--- start of Dataset entries ---

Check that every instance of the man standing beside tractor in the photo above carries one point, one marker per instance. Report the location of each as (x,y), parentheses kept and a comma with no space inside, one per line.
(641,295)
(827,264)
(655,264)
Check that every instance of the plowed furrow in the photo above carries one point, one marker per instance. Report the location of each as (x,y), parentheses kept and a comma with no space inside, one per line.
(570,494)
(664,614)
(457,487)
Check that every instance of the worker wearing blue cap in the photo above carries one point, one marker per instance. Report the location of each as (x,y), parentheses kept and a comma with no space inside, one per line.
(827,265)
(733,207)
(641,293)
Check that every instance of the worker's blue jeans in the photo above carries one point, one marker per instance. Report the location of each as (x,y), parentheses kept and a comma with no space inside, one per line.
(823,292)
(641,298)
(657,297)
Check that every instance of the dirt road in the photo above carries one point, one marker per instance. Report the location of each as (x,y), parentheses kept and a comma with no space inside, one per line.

--- end of Dataset entries ---
--- start of Dataset entries ---

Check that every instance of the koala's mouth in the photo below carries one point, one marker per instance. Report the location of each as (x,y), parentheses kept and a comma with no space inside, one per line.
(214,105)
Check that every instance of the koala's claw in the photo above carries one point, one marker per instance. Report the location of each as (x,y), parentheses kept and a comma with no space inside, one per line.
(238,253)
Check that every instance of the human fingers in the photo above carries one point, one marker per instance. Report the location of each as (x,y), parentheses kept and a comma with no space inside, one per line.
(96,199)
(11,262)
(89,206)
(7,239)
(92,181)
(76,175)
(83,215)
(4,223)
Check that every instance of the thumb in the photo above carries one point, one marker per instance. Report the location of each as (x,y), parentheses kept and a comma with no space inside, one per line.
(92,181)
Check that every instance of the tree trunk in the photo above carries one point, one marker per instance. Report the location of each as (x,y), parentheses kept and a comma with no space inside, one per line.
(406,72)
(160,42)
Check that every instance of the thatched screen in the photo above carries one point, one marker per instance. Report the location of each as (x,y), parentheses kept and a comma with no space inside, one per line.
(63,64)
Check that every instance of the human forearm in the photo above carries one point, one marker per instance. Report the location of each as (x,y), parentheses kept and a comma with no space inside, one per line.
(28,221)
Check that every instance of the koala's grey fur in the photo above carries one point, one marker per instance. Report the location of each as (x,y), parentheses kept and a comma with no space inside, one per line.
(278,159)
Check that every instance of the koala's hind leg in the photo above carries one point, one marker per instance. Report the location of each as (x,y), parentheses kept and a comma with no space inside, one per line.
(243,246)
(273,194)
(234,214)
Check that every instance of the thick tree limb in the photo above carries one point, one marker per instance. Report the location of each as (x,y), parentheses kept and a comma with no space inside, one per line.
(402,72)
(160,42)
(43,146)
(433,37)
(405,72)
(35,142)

--- end of Dataset entries ---

Short problem
Extract each line of the entries above that contains the string "tree".

Output of the exercise
Check that every instance of the tree trunk in the photo above carries one point, one marker per instance. Report the location of each as (x,y), parentheses kept and a comma with no space inside, one per line.
Check that every instance of the thick tree limb in the photo above carries one point, one marker per instance. Report the location of each as (x,y), parentheses kept and a comma with no space inside, one per line.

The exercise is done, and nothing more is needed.